The task
Give the item lines from the one containing "around every window." through the one containing "[453,261,491,315]", both included, as a JSON list of strings with one string per line and no blank lines. Include only those lines.

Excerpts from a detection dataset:
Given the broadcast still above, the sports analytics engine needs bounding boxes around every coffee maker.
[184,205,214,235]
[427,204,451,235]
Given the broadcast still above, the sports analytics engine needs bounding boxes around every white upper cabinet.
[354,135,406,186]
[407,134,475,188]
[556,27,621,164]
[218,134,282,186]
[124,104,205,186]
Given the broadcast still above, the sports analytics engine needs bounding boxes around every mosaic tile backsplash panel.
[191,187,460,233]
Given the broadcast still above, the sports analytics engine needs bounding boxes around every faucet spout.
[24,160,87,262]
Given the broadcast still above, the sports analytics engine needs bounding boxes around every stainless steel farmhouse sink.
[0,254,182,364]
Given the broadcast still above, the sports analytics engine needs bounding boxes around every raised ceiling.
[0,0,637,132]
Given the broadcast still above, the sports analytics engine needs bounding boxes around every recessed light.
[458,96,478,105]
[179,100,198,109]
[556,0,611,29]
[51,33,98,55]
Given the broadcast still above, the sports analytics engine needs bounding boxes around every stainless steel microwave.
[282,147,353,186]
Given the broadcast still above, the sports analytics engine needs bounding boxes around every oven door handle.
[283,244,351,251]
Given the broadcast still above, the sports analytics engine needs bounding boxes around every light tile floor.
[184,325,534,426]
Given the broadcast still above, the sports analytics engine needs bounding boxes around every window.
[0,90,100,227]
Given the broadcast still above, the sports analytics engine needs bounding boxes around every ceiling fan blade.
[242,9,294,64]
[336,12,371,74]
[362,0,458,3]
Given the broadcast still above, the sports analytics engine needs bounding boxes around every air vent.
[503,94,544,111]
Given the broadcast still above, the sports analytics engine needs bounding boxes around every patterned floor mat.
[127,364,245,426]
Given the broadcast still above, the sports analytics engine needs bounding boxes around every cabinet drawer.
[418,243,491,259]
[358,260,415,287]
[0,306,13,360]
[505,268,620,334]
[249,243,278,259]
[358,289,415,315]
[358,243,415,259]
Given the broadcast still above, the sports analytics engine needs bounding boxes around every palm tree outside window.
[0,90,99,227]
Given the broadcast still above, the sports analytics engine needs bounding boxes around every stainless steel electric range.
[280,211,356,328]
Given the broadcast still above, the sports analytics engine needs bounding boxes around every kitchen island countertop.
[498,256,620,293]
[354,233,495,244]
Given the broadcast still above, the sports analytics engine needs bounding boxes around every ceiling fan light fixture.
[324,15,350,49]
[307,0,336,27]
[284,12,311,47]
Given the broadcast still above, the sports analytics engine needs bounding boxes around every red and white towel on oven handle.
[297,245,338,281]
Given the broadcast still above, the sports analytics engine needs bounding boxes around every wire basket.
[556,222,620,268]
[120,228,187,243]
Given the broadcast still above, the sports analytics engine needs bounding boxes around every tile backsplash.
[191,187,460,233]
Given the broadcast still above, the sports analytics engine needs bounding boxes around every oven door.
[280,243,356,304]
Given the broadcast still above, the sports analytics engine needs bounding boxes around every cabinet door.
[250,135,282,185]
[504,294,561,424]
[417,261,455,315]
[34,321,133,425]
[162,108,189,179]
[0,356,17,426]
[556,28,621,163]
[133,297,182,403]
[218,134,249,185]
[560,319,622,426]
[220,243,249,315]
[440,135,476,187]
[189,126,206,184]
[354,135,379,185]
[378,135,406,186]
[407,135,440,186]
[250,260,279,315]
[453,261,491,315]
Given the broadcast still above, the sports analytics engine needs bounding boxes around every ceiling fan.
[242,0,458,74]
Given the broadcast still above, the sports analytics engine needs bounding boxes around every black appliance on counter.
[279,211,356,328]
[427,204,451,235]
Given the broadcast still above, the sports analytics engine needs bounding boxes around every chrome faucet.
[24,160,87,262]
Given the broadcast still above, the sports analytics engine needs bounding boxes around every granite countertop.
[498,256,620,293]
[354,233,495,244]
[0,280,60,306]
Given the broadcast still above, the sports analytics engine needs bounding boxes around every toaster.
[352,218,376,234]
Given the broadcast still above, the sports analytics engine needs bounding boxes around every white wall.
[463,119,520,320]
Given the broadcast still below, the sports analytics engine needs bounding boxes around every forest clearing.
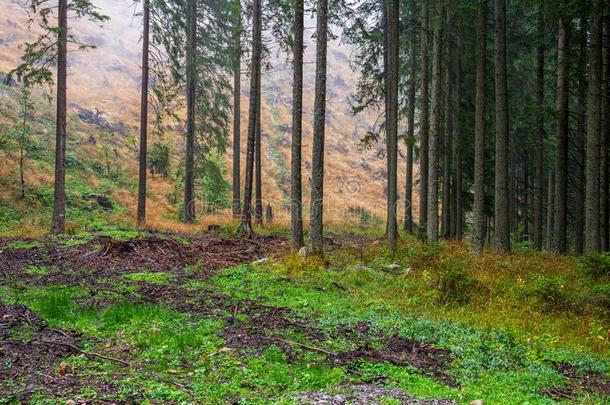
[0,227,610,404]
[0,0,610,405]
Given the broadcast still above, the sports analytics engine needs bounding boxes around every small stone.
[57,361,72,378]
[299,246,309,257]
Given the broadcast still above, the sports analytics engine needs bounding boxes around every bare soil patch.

---

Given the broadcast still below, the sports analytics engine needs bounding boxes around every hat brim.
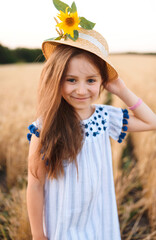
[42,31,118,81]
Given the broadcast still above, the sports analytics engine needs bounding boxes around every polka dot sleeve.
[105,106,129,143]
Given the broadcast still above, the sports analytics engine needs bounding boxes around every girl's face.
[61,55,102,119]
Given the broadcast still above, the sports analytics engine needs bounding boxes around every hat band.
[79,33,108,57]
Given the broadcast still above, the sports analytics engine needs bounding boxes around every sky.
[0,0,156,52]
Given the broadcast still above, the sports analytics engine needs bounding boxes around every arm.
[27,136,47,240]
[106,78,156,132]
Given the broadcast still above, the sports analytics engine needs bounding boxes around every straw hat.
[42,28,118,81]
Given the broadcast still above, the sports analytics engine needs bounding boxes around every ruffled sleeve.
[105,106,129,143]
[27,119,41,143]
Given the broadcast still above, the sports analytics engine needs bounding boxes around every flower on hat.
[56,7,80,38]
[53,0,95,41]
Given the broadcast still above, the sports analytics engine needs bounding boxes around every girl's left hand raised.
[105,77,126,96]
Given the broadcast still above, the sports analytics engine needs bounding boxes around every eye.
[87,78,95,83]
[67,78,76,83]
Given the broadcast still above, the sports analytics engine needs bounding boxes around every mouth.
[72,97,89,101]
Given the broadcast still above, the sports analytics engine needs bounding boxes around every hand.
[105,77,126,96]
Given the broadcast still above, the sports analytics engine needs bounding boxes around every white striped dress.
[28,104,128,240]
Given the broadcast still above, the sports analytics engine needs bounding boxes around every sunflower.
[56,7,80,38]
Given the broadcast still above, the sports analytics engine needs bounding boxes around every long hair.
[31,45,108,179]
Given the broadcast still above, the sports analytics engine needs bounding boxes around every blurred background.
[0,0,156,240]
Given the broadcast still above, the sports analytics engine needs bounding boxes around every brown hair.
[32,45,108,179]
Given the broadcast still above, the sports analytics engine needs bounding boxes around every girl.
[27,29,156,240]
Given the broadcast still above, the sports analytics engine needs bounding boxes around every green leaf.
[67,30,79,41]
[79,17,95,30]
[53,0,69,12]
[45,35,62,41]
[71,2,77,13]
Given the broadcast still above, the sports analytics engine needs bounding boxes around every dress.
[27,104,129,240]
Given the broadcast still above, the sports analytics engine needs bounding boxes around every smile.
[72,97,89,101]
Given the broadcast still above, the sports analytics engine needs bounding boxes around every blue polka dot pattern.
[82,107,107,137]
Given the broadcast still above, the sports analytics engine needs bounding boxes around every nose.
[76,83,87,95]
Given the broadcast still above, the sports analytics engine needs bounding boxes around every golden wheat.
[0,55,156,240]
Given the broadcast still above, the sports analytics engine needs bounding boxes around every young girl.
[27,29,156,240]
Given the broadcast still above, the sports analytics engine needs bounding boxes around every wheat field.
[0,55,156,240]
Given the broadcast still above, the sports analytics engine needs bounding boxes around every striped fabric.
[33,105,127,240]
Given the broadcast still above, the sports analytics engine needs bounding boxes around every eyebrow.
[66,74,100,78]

...

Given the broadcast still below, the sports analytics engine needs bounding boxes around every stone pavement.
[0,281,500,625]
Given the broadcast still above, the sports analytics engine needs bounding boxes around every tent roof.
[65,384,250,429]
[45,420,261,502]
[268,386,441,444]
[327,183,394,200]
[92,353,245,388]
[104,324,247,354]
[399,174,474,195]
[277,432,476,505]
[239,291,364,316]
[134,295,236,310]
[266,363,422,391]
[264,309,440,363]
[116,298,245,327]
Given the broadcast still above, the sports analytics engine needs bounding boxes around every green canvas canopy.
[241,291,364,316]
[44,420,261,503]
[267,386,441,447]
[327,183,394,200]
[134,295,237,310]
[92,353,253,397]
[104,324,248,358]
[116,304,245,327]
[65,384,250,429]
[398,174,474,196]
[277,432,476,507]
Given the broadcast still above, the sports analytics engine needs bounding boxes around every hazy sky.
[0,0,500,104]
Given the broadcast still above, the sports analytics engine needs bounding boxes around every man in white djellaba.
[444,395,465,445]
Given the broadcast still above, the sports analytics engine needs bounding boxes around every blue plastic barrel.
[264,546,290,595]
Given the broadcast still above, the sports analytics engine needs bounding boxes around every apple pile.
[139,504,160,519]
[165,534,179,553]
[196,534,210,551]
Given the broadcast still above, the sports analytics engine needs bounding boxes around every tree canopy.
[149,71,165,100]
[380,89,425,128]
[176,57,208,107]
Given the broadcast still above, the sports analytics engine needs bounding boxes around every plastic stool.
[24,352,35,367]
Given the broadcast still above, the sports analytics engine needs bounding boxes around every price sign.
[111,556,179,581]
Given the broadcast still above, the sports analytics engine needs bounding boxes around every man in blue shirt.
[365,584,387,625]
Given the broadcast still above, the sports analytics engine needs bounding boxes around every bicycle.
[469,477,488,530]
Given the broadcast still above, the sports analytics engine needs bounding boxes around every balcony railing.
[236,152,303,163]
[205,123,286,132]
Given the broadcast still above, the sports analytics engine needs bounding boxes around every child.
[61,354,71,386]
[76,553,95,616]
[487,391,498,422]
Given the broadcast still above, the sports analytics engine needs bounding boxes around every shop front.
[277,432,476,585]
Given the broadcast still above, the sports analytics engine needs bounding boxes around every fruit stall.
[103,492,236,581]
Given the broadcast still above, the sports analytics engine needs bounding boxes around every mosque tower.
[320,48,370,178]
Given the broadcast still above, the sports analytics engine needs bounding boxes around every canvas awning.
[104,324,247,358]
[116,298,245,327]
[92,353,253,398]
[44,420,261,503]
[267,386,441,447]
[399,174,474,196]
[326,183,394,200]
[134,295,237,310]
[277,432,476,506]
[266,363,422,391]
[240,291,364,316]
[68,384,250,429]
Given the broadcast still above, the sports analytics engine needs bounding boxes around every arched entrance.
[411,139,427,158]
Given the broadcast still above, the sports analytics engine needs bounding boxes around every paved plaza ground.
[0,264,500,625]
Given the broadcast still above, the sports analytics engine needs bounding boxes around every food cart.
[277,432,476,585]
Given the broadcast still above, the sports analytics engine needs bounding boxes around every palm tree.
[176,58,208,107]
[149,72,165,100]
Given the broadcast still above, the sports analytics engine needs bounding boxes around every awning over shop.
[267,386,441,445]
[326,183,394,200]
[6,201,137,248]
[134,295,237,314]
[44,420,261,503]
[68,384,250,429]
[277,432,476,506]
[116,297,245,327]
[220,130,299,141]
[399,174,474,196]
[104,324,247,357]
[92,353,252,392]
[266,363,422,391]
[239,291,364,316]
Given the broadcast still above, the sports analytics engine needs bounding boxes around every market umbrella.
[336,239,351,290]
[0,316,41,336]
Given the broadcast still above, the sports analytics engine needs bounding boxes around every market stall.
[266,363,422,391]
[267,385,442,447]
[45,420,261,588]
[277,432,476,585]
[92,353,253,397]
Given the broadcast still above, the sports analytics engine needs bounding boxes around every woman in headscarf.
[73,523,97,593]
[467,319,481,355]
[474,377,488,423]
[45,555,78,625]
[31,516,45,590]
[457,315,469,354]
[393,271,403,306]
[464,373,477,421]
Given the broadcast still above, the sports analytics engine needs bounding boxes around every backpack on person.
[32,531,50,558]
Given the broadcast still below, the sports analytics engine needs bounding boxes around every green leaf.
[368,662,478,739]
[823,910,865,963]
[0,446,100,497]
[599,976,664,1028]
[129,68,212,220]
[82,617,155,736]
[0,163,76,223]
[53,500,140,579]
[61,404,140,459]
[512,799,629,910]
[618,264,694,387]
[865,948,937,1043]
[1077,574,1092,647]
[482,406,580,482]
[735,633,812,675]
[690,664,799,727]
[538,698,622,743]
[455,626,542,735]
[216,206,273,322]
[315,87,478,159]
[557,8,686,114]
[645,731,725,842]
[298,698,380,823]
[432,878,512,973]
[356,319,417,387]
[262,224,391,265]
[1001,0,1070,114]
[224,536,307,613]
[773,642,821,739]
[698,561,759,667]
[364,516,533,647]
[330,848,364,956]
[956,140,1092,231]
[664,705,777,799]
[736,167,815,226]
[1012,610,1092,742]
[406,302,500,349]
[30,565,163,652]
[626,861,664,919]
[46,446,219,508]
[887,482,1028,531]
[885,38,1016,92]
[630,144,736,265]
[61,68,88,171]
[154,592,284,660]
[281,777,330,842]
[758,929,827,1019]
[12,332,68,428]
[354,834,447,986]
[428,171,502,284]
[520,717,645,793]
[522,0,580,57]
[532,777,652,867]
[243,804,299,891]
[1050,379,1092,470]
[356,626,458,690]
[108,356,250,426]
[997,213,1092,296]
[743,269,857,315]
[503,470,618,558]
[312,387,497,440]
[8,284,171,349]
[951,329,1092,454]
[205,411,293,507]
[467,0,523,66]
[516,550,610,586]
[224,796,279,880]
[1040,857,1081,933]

In response
[
  "Given the broadcast still above, the sports analytics engine needs bounding boxes around every window.",
  "[0,90,100,227]",
  "Given the broadcast still above, the sports analytics engine needs bounding boxes around every ceiling fan blade.",
  "[242,9,294,64]",
  "[336,12,371,74]",
  "[362,0,458,3]",
  "Given the broadcast still above, the sports analytics engine needs bounding boxes around every air vent.",
  "[503,94,544,111]",
  "Given the broadcast still above, the sports analytics engine needs bounding boxes around every patterned floor mat.",
  "[127,364,245,426]",
  "Given the broadcast still above, the sports analytics engine needs bounding boxes around every cabinet drawer.",
  "[418,243,491,259]",
  "[358,260,415,287]",
  "[0,306,13,360]",
  "[505,268,620,334]",
  "[249,243,278,259]",
  "[358,289,415,315]",
  "[358,243,415,259]",
  "Given the broadcast still above, the sports analytics engine needs bounding boxes around every palm tree outside window.",
  "[0,90,99,227]",
  "Given the broadcast still above, the sports analytics engine needs bounding boxes around every stainless steel electric range.",
  "[280,211,356,328]",
  "Given the broadcast still above, the sports analytics engine needs bounding boxes around every kitchen island countertop.",
  "[498,256,620,293]",
  "[354,233,495,244]",
  "Given the broadcast still above, the sports analytics engine needs bounding boxes around every ceiling fan light fixture.",
  "[324,15,350,49]",
  "[307,0,336,27]",
  "[284,12,311,47]",
  "Given the broadcast still above, the sports analytics engine needs bounding boxes around every red and white towel on oven handle.",
  "[297,245,338,281]",
  "Given the broadcast still above, the sports analytics engine needs bounding boxes around every wire basket.",
  "[556,222,620,268]",
  "[120,228,187,243]",
  "Given the broadcast still above, the sports analytics engine needs bounding boxes around every tile backsplash.",
  "[191,187,460,233]",
  "Given the broadcast still above, the sports analytics engine needs bounding boxes around every oven door.",
  "[280,243,356,304]",
  "Given the broadcast still above, the sports analytics engine needs bounding boxes around every cabinet door.",
  "[250,135,282,185]",
  "[504,294,561,424]",
  "[417,261,455,315]",
  "[34,321,133,425]",
  "[162,108,189,179]",
  "[0,356,17,426]",
  "[556,28,621,163]",
  "[133,297,182,403]",
  "[218,134,249,185]",
  "[560,319,622,426]",
  "[220,243,249,315]",
  "[440,135,476,187]",
  "[189,126,206,184]",
  "[354,135,379,185]",
  "[378,135,406,186]",
  "[407,135,440,186]",
  "[250,260,279,315]",
  "[453,261,491,315]"
]